▶ AVAILABLE DATA
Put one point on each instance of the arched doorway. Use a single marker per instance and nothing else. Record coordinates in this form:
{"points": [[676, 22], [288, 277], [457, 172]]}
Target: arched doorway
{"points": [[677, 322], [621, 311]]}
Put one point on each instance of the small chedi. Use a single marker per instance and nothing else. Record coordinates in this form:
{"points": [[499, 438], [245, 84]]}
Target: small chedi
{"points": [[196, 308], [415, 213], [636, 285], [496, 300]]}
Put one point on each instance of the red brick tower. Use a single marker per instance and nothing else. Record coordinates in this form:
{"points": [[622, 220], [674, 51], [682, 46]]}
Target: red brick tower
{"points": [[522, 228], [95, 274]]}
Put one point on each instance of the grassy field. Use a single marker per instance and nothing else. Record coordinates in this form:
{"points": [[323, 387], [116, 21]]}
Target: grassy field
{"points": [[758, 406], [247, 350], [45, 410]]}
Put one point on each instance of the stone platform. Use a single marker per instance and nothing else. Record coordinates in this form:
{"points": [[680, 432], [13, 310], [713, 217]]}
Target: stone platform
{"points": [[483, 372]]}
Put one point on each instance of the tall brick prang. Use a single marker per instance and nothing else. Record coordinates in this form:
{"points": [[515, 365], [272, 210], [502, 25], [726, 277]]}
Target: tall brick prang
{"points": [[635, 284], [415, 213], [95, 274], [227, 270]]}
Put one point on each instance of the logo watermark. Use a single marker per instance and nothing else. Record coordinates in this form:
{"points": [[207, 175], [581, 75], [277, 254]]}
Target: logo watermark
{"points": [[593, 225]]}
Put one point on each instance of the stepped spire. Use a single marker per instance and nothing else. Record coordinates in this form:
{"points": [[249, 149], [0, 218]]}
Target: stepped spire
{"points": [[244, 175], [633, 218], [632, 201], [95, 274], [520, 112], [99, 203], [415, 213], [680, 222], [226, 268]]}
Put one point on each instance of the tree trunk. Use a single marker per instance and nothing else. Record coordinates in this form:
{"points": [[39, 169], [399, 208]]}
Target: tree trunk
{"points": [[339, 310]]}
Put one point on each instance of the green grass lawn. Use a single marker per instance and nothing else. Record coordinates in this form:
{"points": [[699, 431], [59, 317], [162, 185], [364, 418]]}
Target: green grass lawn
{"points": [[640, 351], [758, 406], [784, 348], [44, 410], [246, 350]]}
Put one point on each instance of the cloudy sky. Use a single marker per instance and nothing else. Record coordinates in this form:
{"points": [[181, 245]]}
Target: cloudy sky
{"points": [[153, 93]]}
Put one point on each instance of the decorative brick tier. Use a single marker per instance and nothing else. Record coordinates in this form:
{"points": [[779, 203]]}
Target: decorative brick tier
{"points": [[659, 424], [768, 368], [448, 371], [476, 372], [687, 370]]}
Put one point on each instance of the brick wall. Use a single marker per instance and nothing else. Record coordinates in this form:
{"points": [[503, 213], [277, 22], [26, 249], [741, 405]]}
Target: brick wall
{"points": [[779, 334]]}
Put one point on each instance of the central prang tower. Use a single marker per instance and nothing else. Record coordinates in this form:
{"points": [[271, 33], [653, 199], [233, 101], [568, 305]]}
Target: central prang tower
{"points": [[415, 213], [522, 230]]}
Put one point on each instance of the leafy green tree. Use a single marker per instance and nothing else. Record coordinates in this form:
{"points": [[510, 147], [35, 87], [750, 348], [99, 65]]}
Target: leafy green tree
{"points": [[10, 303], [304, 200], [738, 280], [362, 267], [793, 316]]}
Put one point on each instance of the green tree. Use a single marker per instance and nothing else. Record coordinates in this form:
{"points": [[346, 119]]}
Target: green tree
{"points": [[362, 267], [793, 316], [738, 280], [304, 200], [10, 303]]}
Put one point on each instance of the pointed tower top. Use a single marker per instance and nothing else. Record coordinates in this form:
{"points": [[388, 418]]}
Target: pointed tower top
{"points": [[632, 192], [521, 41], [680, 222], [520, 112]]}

▶ AIM OF THE TASK
Write out the listing exactly, keeping every character.

▶ OUTPUT BELOW
Put one point on each instance of the arched doorway. Use a single marker per instance and nothing else. Record coordinates in this form:
{"points": [[676, 22], [288, 277], [457, 172]]}
Target: arched doorway
{"points": [[677, 322], [621, 311]]}
Put one point on each instance of the small chedi. Use a single marker per instance and nothing else. Record coordinates in this form:
{"points": [[499, 438], [245, 84]]}
Target: small chedi
{"points": [[196, 308], [415, 213], [636, 285], [496, 300]]}
Put one point on each instance of the red brick tower. Use a single marker per instance and nothing else. Record coordinates in this form:
{"points": [[622, 220], [674, 51], [682, 46]]}
Target: red brick tower
{"points": [[522, 228], [95, 274]]}
Put one point on each instance of the grassy field. Use a single marker per instance and nothing else. Record coordinates in this form:
{"points": [[323, 387], [116, 21]]}
Target: grassy field
{"points": [[758, 406], [247, 350], [45, 410]]}
Put one point on each instance of the stone platform. Use a single marker per instance and nothing else. Record coordinates in this form:
{"points": [[680, 432], [13, 310], [713, 217]]}
Target: stone platform
{"points": [[483, 372]]}
Put one point on each instance of the tall brick prang. Use a single marker per instance and nothing else. Record coordinates in this form:
{"points": [[515, 365], [272, 210], [502, 25], [726, 277]]}
Target: tall brick prang
{"points": [[635, 284], [415, 213], [95, 274], [227, 270]]}
Put one point on each instance of the logo watermark. Use a single marker per instance and nothing else. Record coordinates in this form:
{"points": [[207, 175], [581, 75], [277, 254]]}
Target: logo watermark
{"points": [[593, 225]]}
Put one point on each instance of the stepped spire. Use a single marker per instance and nothing else. Record coordinates in this form:
{"points": [[249, 149], [0, 218]]}
Target: stepped spire
{"points": [[244, 175], [633, 218], [632, 201], [95, 274], [520, 112], [99, 203], [415, 213], [680, 222], [226, 268]]}
Put one point on each instance of the tree trunk. Use a single marker per instance and nothing else. Record coordinates in this form:
{"points": [[39, 169], [399, 208]]}
Target: tree trunk
{"points": [[339, 310]]}
Put one point on each instance of the green grass lawn. Use a single marker per instance and nothing else. Record coordinates in this form:
{"points": [[699, 431], [59, 317], [162, 185], [364, 418]]}
Target: green grass lawn
{"points": [[640, 351], [758, 406], [784, 348], [44, 410], [246, 350]]}
Put one point on each instance of the cloudy sky. Use a single marker per instance and nothing else. Record coordinates in this form:
{"points": [[181, 245]]}
Target: cloudy sky
{"points": [[153, 93]]}
Put one point on each instance of the decorative brick tier. Use a single marker per instance and nothing else. Record coordinates in this form:
{"points": [[779, 203]]}
Target: decorative brick tier
{"points": [[659, 424], [768, 368], [448, 371], [476, 372], [687, 370]]}
Put one point on each instance of the brick wall. Use a single marker per instance and nothing else. Record coordinates in this form:
{"points": [[503, 213], [277, 22], [26, 249], [741, 405]]}
Target: brick wall
{"points": [[779, 334]]}
Put one point on each instance of the central prang tower. Use a single marker per instance and nothing else. Record coordinates in this form:
{"points": [[271, 33], [653, 199], [233, 101], [568, 305]]}
Target: central prang tower
{"points": [[415, 213], [522, 230]]}
Put one point on each instance of the leafy green tree. Use a single marker per instance and nothing else. Record coordinates in this form:
{"points": [[510, 147], [35, 87], [750, 348], [99, 65]]}
Target: leafy green tree
{"points": [[10, 303], [304, 200], [738, 280], [362, 267], [793, 316]]}
Put one point on each instance of the green tree. Use a single marker per instance and nothing else. Record coordinates in this form:
{"points": [[346, 119]]}
Target: green tree
{"points": [[362, 267], [793, 316], [738, 280], [304, 200], [10, 303]]}
Put one point on each instance of the pointed tower top. Use a single marker per instance and nothing else. Record coordinates in this form:
{"points": [[388, 418]]}
Target: pointed tower top
{"points": [[632, 192], [521, 41], [680, 222], [520, 112]]}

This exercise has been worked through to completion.